# start of Data

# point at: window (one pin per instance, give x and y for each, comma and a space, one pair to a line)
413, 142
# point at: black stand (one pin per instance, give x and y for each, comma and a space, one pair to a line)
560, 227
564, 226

# end of Data

* _The exercise_:
Copy the listing above line for line, keeping every character unchanged.

* _Answer for the task_:
# point at: window (one pin per instance, give x and y for each, comma and a space, one pair to a line)
413, 142
# point at: black stand (one pin per instance, give x and y for each, comma and a space, one pair to a line)
560, 227
564, 226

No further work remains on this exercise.